Brief
Reproduce each record exactly.

[Items from a data source]
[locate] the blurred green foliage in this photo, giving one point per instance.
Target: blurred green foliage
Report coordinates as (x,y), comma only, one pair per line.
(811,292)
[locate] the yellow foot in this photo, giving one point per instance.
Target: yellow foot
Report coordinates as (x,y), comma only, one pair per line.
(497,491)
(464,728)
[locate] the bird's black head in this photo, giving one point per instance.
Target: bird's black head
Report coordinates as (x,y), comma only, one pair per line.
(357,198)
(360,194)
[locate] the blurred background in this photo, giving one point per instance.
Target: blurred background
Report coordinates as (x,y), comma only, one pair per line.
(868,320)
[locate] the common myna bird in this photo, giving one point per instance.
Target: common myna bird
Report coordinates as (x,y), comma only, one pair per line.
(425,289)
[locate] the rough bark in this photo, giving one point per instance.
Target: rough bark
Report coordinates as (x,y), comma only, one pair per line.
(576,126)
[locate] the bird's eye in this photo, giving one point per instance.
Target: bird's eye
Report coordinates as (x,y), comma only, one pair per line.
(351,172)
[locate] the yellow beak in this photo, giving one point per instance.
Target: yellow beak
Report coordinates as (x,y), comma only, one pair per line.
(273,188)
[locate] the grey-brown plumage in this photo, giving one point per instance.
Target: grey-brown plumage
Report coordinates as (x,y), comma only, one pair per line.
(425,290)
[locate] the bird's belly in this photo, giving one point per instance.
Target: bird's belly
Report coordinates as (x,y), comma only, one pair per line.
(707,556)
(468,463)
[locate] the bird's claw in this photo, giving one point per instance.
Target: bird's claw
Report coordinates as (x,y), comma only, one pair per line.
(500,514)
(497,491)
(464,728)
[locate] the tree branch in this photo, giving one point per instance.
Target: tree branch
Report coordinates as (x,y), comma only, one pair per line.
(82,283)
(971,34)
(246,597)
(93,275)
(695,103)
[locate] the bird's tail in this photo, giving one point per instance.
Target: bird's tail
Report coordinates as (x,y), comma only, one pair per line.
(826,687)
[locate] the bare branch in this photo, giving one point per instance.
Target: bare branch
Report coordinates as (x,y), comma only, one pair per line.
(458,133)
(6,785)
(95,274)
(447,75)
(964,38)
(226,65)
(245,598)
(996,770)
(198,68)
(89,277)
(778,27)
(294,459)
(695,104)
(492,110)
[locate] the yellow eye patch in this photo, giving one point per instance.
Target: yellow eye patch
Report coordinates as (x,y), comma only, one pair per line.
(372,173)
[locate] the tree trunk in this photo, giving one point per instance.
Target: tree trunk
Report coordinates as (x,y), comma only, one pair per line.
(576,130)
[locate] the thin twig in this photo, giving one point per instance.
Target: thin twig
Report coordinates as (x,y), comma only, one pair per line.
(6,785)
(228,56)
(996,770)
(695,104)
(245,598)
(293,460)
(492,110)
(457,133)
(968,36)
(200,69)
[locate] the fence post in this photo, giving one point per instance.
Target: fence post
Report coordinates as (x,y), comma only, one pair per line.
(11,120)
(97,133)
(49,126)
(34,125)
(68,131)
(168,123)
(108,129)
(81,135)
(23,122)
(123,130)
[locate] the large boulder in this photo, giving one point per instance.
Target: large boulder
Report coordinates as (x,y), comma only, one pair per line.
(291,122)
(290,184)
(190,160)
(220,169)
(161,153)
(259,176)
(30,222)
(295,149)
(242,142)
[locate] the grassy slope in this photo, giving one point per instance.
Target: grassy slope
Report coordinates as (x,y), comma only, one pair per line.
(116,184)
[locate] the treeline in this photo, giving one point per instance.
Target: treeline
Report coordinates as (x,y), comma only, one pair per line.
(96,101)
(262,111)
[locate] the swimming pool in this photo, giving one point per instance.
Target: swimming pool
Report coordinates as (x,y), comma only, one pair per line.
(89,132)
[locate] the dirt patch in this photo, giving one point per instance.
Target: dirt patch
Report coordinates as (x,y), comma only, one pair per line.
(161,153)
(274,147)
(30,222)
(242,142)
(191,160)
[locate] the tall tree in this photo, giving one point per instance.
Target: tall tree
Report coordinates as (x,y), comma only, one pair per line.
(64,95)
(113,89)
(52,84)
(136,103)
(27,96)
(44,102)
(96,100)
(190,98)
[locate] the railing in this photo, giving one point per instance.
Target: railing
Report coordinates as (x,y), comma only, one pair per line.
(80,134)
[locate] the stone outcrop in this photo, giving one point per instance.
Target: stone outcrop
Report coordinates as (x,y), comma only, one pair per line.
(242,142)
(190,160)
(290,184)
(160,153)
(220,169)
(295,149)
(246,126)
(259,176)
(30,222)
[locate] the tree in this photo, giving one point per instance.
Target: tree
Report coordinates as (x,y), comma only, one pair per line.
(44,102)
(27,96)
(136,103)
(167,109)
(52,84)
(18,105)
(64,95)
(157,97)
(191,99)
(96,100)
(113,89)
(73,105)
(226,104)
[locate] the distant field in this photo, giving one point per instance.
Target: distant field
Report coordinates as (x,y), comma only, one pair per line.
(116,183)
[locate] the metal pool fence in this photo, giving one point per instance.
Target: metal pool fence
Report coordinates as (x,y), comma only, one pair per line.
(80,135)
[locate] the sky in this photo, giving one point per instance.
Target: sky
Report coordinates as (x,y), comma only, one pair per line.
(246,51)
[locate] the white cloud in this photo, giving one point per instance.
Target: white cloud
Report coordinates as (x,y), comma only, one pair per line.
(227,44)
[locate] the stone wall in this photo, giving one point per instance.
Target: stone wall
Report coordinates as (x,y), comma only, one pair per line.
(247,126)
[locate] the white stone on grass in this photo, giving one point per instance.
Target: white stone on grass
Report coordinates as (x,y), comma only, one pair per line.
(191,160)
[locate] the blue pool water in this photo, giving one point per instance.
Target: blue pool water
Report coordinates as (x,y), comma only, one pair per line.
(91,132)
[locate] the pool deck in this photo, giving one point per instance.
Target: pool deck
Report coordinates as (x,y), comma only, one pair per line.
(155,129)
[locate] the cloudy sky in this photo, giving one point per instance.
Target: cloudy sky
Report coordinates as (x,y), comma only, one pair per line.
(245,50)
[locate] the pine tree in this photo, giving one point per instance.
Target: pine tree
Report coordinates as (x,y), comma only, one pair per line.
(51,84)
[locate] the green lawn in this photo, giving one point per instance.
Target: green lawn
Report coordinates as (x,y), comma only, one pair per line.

Result
[locate] the blurred green foliage in this photo, giving one point per instance.
Target: blurred green foliage
Report coordinates as (x,y), comma only, one pair per line.
(811,292)
[locate] the yellow foot in this photo, giving one point per instance.
Target: yellow foot
Report coordinates as (x,y), comma only, one pair per line.
(497,491)
(464,728)
[locate] the bird's black head in this photo, giving one point per instance.
Target: bird's black head
Report coordinates as (x,y), comma only, one pair per line.
(357,198)
(360,194)
[locate] the blurred background in this photo, giving one point per instance.
Target: blurred background
Report coordinates as (x,y), comma only, one pair per line.
(868,320)
[locate] the common myna bird in this photo, giving one point per instance.
Target: common myna bird
Report coordinates as (x,y), comma only, one pair per line.
(425,289)
[locate] the rough bark in this photo, giving one point per instance.
Target: rough bark
Report coordinates as (x,y), comma only, one pair per line.
(576,126)
[locate] the bird's eye in this photo, giving one point per instance.
Target: bird's eye
Report coordinates as (x,y), comma only, one pair per line.
(351,172)
[locate] the yellow beak in this photo, giving one point per instance.
Target: yellow beak
Report coordinates as (x,y), comma only, one pair per line.
(273,188)
[locate] the grey-brown plumage in this photo, giving one point per instance.
Target: grey-brown plumage
Report coordinates as (x,y), comma only, one pair per line.
(425,290)
[locate] the bird's belly in this photo, giving one point per instance.
Target: bird's belly
Report coordinates as (x,y), comma only, one pair per line.
(707,556)
(468,463)
[locate] the bird's claw in this photo, giving one point per instance.
Target: bird's claw
Report coordinates as (x,y), comma only, one pair per line.
(500,514)
(497,491)
(464,728)
[locate] the tree branch in this photo, giving one point per instance.
Target: tree branch
Report coordinates as (x,y), comma only, one pair per line.
(82,283)
(971,34)
(246,597)
(93,275)
(695,103)
[locate] the bird's tail in this photo, giving one point per instance.
Target: bird's tail
Report coordinates as (x,y), comma only, one pair per line.
(826,687)
[locate] the bare branch in this photo, giving one point per instance.
Target: bare branch
Report coordinates as (x,y), comma only, one pair per line.
(458,133)
(6,785)
(95,274)
(447,75)
(964,38)
(226,65)
(245,598)
(996,770)
(198,68)
(89,277)
(778,27)
(294,459)
(695,104)
(492,110)
[locate] the yellow eye patch in this photo, giving one point per instance.
Target: yellow eye patch
Report coordinates as (x,y), comma only, one pair per line.
(372,173)
[locate] the tree trunk in this photo, giving one point per instance.
Target: tree trunk
Report coordinates as (x,y), comma only, one pair per line.
(576,130)
[locate] the thin twig in this photo, giving one point per instance.
Target: thin twig
Report coordinates as (x,y), comma only, one pair per line.
(6,785)
(228,56)
(996,770)
(695,104)
(245,598)
(293,460)
(492,110)
(457,133)
(968,36)
(200,69)
[locate] the fence post in this photo, giving one point per instance.
Target: fence post
Report coordinates as (x,y), comma only, one pair per line.
(11,120)
(97,133)
(49,126)
(34,125)
(68,131)
(168,123)
(108,129)
(81,135)
(23,122)
(123,130)
[locate] the large boulder in this photo, giving one point per instance.
Target: large boulder
Report coordinates as (x,y), comma only, one pair per line.
(291,122)
(290,184)
(190,160)
(220,169)
(161,153)
(259,176)
(30,222)
(295,149)
(242,142)
[locate] the grassy slope in this photo, giving one point per instance.
Target: grassy slope
Report coordinates as (x,y), comma only, one pair per line.
(116,184)
[locate] the treeline in this photo, giving one point per instance.
Target: treeline
Report coordinates as (x,y), comma only, one pair per line.
(96,101)
(262,111)
[locate] the swimming pool in this photo, giving one point per instance.
Target: swimming pool
Report coordinates as (x,y), comma only, one pair per line.
(89,132)
[locate] the dirt patch in this photo, giving one point per instance.
Target: dirt patch
Report coordinates as (x,y), comma only, one pair per line.
(161,153)
(274,147)
(30,222)
(242,142)
(191,160)
[locate] the tall tree in this photo, giving one point per instance.
Target: tall tree
Report coordinates as (x,y), comma only, one pair per line.
(64,95)
(113,89)
(52,84)
(136,103)
(27,96)
(44,102)
(96,100)
(190,98)
[locate] the railing in this photo, giving one point per instance.
Target: railing
Report coordinates as (x,y), comma only, one pair per line.
(80,134)
[locate] the stone outcrop in this photo, giving one point per instance.
Target: stone outcrop
Report coordinates as (x,y), comma only, one pair per line.
(242,142)
(190,160)
(290,184)
(160,153)
(220,169)
(295,149)
(246,126)
(259,176)
(30,222)
[locate] the tree in this photo, giving one point per instance.
Target: tree
Report coordinates as (x,y), comma only, one pair per line.
(44,102)
(27,96)
(136,103)
(167,109)
(52,84)
(18,105)
(64,95)
(157,97)
(191,99)
(96,100)
(113,89)
(73,105)
(226,104)
[locate] the distant field in this photo, giving one point per instance.
Target: distant field
Report coordinates as (x,y), comma only, one pair per line.
(116,183)
[locate] the metal pool fence in this photo, giving one point per instance.
Target: metal pool fence
Report coordinates as (x,y), comma only, one pair per line.
(80,135)
[locate] the sky in this photo, giving one point per instance.
Target: sky
Report coordinates as (x,y), comma only, one pair per line.
(246,51)
[locate] the white cloud in this photo, giving one point per instance.
Target: white cloud
Report coordinates as (x,y), comma only, one pair per line.
(227,44)
[locate] the stone wall in this photo, giving one point per instance.
Target: stone wall
Report coordinates as (x,y), comma only, one pair per line.
(247,126)
[locate] the white stone on grass in this photo, giving one point per instance.
Target: white stone on grass
Report coordinates as (x,y), comma only, one pair per line.
(191,160)
[locate] the blue pool water in this photo, giving one point per instance.
Target: blue pool water
Report coordinates as (x,y), comma only, one pair per line.
(91,132)
[locate] the pool deck in this photo, giving one point per instance.
Target: pool deck
Report coordinates as (x,y), comma only, one pair per line.
(155,129)
[locate] the cloudy sky in this photo, giving one point per instance.
Target: cloudy sky
Report coordinates as (x,y), comma only, one pair per line.
(245,50)
[locate] the pine tree in this photo, giving one point per instance.
Target: pine tree
Report coordinates as (x,y), comma only, one pair per line.
(51,84)
[locate] the green lawn in this photo, giving one point per instance.
Target: green lawn
Report coordinates as (x,y), comma only, one pair per line.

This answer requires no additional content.